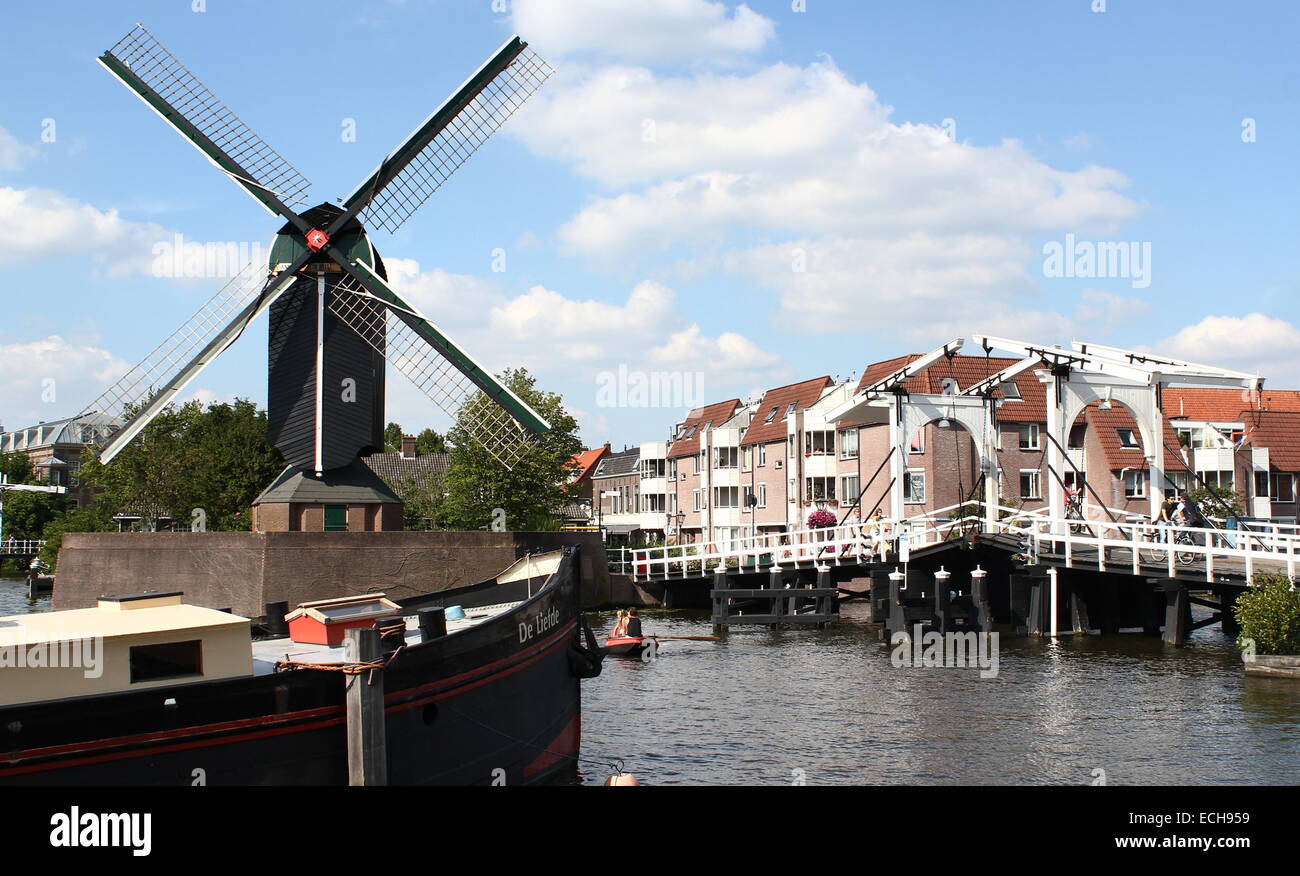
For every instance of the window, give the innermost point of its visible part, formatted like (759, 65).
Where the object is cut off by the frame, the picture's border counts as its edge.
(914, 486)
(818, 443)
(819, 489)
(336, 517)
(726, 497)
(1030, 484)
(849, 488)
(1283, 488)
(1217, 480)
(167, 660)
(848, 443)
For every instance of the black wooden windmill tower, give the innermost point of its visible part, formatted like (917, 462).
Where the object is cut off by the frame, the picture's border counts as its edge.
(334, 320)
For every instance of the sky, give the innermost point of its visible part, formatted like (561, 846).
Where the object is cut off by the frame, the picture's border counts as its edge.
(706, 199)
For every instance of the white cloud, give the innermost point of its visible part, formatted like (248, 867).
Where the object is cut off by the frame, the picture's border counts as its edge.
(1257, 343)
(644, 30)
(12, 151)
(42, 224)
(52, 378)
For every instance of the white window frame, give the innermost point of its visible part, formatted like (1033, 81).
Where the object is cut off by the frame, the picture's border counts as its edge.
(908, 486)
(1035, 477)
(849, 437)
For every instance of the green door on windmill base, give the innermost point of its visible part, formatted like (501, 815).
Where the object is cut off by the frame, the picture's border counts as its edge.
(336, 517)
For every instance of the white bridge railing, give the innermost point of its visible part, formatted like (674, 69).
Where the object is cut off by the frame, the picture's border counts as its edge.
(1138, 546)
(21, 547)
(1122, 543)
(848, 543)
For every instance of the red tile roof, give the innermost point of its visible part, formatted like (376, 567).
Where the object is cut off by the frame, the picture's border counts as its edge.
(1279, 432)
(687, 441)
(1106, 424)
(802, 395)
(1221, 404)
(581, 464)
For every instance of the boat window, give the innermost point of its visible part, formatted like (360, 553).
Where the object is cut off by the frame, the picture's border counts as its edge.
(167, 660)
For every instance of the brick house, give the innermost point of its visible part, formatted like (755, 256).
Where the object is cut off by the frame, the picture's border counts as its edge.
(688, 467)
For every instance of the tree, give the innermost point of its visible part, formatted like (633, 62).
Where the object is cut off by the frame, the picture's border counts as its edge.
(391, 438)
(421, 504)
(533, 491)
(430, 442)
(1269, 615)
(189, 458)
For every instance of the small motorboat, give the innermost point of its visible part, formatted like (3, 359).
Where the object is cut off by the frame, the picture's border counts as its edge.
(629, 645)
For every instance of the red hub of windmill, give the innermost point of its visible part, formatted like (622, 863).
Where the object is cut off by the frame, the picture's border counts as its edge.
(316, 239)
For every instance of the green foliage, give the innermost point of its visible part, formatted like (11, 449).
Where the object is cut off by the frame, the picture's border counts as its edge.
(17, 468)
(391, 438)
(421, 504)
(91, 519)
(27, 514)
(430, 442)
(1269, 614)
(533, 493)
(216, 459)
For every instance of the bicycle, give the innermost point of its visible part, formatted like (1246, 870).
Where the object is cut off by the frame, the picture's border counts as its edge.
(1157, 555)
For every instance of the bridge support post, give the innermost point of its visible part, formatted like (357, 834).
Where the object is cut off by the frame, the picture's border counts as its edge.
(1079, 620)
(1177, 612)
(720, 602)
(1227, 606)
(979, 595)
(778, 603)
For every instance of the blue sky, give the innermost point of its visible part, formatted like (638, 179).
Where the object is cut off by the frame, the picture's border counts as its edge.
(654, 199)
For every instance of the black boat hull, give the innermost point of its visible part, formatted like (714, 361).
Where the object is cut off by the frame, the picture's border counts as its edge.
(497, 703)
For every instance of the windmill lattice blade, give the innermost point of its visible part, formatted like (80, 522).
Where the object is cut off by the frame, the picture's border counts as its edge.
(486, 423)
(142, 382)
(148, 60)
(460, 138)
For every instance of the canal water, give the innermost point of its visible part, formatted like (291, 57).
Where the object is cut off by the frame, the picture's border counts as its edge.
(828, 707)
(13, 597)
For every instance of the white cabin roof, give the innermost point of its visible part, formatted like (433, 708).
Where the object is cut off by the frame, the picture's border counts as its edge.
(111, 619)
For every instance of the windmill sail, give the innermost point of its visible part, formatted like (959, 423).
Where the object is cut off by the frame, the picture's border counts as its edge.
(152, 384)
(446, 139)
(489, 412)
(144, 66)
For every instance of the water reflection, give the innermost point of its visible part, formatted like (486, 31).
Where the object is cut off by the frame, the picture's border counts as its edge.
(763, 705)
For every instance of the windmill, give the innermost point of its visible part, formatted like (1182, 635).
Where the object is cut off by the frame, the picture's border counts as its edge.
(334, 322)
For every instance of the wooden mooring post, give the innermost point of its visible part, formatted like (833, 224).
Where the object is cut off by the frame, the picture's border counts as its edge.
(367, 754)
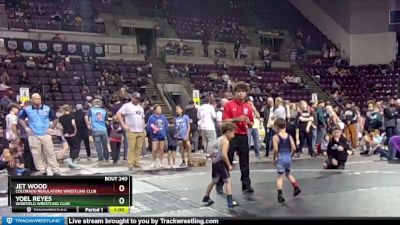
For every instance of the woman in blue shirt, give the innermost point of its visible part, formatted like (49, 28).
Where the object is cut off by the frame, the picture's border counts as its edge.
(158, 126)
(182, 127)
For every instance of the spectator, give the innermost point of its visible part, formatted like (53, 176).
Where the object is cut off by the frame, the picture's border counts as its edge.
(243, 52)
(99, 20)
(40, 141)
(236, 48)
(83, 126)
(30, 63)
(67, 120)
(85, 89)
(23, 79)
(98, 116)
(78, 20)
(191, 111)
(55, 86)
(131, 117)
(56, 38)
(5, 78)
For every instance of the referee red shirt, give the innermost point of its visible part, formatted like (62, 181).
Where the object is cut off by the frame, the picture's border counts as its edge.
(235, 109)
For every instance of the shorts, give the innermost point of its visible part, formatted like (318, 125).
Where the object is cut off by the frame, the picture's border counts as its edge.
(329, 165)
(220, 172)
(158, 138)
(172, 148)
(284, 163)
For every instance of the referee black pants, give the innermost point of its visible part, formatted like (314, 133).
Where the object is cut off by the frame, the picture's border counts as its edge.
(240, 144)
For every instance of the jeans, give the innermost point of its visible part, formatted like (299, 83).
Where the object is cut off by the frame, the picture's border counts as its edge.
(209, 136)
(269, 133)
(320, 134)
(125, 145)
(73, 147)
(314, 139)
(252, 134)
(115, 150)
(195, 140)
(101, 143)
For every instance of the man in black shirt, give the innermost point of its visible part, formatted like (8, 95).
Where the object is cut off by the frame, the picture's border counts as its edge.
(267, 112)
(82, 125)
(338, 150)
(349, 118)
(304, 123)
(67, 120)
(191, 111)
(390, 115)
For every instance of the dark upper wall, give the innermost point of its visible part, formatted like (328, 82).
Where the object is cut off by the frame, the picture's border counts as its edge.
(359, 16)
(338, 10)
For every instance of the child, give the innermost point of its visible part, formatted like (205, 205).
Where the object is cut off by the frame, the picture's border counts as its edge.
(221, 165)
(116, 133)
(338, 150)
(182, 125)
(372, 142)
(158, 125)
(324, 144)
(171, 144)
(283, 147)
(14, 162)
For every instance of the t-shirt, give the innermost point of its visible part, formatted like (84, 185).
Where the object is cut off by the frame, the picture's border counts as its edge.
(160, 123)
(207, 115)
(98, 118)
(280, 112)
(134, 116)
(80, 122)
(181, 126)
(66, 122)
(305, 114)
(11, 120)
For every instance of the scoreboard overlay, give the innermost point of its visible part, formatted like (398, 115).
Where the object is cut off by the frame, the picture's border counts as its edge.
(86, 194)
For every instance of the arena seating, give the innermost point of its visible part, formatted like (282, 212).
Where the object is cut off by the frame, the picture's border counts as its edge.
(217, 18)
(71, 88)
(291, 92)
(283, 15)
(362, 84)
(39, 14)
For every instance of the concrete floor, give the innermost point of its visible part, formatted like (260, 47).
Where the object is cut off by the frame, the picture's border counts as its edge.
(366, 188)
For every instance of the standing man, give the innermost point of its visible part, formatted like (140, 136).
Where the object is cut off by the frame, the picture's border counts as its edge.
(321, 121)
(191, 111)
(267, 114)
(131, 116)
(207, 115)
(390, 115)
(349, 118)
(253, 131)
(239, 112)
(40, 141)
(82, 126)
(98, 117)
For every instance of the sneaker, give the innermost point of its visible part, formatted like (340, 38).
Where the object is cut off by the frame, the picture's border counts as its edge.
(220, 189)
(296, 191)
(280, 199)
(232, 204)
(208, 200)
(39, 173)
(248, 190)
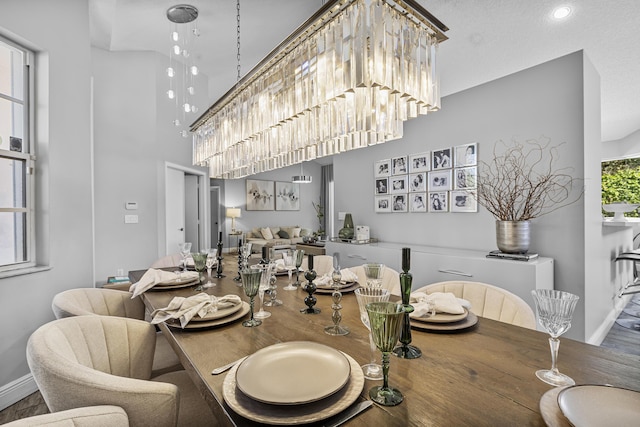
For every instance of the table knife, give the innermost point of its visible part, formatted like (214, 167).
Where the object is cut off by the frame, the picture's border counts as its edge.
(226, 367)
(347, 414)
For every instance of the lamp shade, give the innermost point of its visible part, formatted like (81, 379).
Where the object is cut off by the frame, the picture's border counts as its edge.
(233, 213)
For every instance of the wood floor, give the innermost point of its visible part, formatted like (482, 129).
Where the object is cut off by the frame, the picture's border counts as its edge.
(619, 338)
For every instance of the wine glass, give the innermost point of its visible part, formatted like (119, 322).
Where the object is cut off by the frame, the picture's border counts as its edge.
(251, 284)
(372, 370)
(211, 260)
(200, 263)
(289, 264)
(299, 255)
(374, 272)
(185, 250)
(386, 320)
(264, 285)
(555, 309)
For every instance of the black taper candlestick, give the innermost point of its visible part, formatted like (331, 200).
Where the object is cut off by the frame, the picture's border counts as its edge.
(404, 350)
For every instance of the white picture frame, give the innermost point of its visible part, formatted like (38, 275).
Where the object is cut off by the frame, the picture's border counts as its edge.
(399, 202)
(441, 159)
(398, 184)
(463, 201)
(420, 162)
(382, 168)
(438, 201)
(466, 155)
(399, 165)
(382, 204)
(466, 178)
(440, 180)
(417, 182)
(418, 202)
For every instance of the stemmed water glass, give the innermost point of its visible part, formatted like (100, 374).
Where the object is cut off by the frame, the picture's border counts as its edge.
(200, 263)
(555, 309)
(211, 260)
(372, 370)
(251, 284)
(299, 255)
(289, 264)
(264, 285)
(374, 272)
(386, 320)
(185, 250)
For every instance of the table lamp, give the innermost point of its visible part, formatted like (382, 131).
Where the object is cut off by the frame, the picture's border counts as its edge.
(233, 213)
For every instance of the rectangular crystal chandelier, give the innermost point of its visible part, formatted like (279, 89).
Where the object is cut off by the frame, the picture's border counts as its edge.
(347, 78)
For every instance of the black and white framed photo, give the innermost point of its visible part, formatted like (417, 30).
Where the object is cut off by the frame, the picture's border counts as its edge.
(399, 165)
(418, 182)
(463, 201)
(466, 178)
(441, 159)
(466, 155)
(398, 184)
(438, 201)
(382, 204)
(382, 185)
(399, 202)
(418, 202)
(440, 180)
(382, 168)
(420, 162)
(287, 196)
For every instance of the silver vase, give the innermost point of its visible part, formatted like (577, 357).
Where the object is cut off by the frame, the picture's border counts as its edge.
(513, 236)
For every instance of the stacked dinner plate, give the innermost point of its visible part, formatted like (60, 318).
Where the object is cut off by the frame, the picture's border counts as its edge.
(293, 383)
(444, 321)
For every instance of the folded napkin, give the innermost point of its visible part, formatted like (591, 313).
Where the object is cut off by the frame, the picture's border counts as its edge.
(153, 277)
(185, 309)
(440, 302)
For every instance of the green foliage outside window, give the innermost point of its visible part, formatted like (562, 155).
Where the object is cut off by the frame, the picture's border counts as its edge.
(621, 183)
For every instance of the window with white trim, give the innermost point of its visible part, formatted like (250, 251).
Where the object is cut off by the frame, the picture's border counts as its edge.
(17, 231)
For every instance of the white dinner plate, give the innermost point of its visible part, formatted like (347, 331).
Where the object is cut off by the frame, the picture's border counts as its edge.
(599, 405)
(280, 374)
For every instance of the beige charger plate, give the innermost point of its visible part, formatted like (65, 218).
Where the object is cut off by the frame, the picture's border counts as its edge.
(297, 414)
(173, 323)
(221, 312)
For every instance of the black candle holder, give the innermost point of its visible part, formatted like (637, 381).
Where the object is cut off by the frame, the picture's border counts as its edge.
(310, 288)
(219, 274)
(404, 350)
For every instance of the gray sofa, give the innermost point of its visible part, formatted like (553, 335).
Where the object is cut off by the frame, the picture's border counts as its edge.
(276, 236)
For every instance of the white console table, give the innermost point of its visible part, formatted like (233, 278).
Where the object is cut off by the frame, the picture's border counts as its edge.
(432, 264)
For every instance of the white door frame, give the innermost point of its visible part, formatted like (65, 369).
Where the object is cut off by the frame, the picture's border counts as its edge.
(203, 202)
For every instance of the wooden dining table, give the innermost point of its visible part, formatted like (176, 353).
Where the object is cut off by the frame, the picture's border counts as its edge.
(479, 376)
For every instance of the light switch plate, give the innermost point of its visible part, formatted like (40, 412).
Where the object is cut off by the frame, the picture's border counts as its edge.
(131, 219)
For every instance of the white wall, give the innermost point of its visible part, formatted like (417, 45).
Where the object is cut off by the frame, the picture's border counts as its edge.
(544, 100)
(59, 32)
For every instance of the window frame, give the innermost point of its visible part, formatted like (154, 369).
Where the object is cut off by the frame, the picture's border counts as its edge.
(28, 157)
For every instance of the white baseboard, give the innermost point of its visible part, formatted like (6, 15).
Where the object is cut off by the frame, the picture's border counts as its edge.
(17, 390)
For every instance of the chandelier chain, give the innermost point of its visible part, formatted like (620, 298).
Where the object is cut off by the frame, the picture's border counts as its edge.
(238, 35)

Problem details: Retype, exactly and only, the lines running from the one with "For every instance of the window frame, give" through the final line of the listing above.

Answer to this task:
For every instance of the window frame, give the innermost point of its visible part, formatted like (154, 369).
Where the object is cut off by the frame, the picture's border counts as its edge.
(28, 157)
For every instance of the white baseboard, give the innermost point of its visible part, formatted like (6, 15).
Where the object is cut off by the frame, the picture's border counts as its edge.
(17, 390)
For every instance of the chandelier chain, give the innermost point of its visible part, formatted like (620, 298).
Where the object is cut off by the frame, the picture's border counts as its edge.
(238, 35)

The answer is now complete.